Return exactly the lines of the data below, from the one that contains "of the sand." through the final line, and leave out every picture.

§ Data listing
#####
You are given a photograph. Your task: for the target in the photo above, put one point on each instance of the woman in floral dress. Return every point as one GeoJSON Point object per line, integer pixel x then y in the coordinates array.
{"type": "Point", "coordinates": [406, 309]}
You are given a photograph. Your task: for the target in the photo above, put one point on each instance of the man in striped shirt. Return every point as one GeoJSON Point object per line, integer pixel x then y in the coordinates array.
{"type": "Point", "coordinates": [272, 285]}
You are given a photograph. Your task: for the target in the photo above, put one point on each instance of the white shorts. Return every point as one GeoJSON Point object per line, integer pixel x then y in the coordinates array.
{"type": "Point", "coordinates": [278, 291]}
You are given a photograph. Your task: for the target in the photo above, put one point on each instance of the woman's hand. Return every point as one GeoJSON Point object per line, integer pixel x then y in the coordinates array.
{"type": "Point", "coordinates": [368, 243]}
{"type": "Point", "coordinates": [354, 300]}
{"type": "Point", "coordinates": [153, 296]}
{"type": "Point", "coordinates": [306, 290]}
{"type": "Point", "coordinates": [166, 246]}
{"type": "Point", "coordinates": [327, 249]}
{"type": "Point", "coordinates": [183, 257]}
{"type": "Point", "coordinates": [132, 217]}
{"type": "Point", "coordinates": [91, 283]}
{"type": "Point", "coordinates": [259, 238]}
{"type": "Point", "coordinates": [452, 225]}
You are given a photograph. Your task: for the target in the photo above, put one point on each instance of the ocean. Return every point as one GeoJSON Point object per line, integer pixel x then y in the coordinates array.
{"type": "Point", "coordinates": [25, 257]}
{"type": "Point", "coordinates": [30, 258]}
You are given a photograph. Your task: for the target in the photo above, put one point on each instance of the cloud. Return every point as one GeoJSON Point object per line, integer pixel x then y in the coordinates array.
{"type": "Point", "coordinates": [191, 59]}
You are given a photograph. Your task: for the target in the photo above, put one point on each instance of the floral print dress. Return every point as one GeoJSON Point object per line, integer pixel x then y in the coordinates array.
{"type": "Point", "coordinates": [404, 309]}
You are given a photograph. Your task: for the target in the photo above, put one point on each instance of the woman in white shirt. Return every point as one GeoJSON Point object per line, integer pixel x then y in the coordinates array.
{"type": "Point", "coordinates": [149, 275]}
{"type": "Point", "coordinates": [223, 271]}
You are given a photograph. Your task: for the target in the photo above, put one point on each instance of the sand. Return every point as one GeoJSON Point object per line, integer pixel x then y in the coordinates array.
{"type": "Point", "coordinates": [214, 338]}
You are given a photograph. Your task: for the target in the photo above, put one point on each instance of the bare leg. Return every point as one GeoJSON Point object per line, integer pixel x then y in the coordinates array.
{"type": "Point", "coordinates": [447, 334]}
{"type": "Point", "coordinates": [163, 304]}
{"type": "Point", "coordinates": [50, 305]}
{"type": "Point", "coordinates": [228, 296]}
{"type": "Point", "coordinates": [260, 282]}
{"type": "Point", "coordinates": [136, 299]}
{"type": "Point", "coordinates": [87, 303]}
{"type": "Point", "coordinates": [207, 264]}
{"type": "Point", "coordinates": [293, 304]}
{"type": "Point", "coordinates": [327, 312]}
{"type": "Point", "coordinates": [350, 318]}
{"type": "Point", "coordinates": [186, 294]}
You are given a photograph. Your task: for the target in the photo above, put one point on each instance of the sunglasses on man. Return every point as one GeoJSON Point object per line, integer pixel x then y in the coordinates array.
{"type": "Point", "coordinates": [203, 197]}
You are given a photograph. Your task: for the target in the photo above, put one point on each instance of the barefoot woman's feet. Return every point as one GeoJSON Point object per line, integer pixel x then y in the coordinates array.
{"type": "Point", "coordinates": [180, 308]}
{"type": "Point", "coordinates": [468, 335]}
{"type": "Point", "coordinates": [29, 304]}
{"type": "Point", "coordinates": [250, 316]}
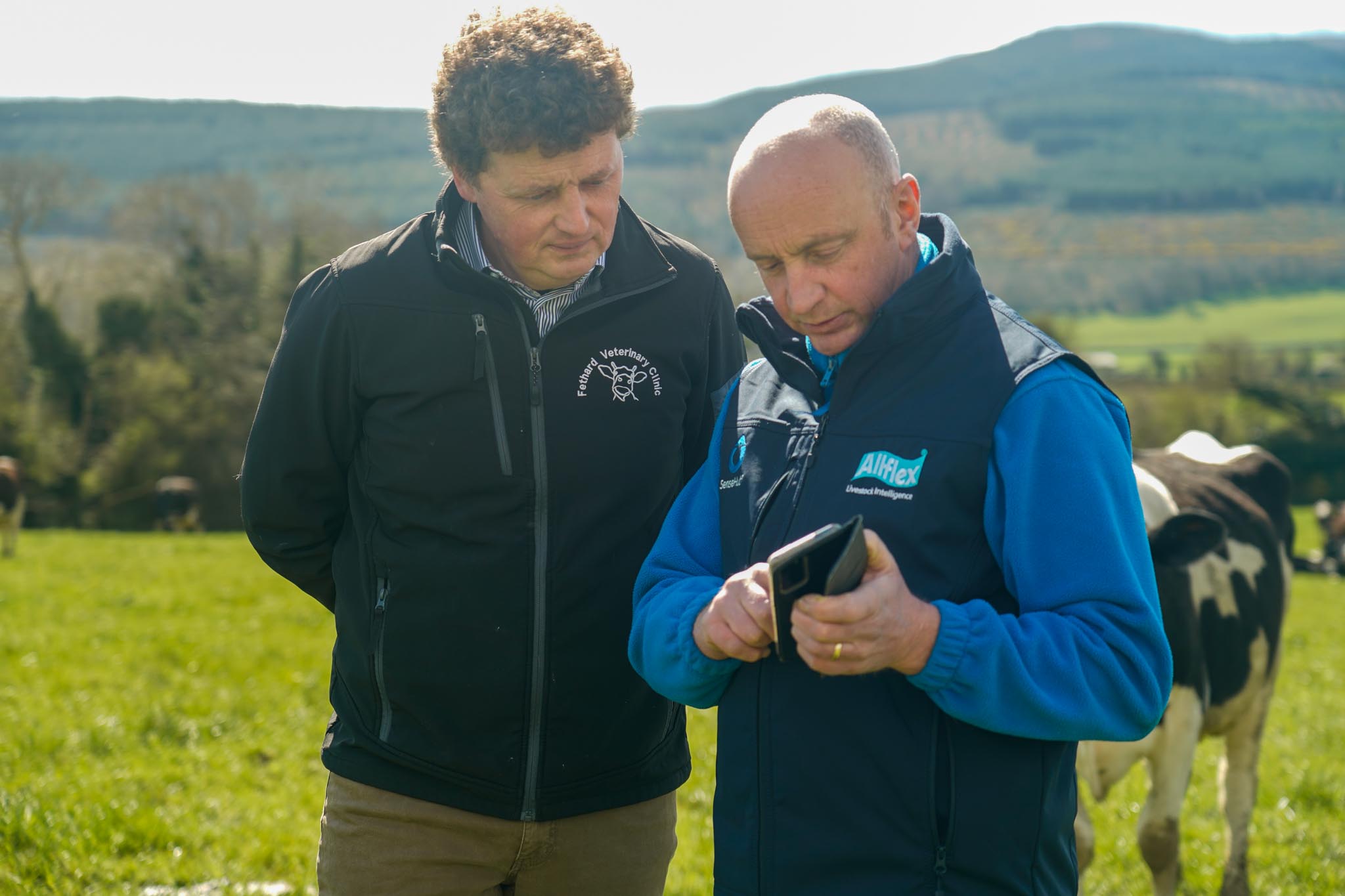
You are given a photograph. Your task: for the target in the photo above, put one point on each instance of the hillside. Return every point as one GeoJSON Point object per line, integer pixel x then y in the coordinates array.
#####
§ Correct answer
You are given a photograph. Your task: for the target in the photo above, put one point on each instance of the sand. Return every point as one GeoJSON Point object per line, integer pixel x then y in the coordinates array.
{"type": "Point", "coordinates": [214, 338]}
You are given a photograph. Your task: for the target in the photo above, put one point on each instance of the bare leg. Return every point as one GeoJSON Point object per line, integer pixel x then y in the coordinates array.
{"type": "Point", "coordinates": [447, 334]}
{"type": "Point", "coordinates": [163, 304]}
{"type": "Point", "coordinates": [50, 305]}
{"type": "Point", "coordinates": [228, 296]}
{"type": "Point", "coordinates": [260, 282]}
{"type": "Point", "coordinates": [136, 299]}
{"type": "Point", "coordinates": [87, 303]}
{"type": "Point", "coordinates": [207, 264]}
{"type": "Point", "coordinates": [293, 304]}
{"type": "Point", "coordinates": [327, 312]}
{"type": "Point", "coordinates": [350, 318]}
{"type": "Point", "coordinates": [186, 294]}
You are given a photograph. Your task: for the target in the photo above, put one point on each instance of the sunglasses on man. Return every point as one GeoJSON Point object per line, integer pixel x then y in the coordinates array.
{"type": "Point", "coordinates": [203, 197]}
You are given a photograph. Your task: for the target in the photo above, put one point on each instance of the barefoot woman's feet. Return every point as one GeoJSON Point object per line, integer pixel x then y in the coordinates array.
{"type": "Point", "coordinates": [180, 308]}
{"type": "Point", "coordinates": [468, 335]}
{"type": "Point", "coordinates": [29, 304]}
{"type": "Point", "coordinates": [250, 316]}
You are given a photograph. Your task: for the target in the photo above, put one point on each instance of the hillside. Return every point as one GeoJSON Point object per line, integer pixel x then y in the coordinates array.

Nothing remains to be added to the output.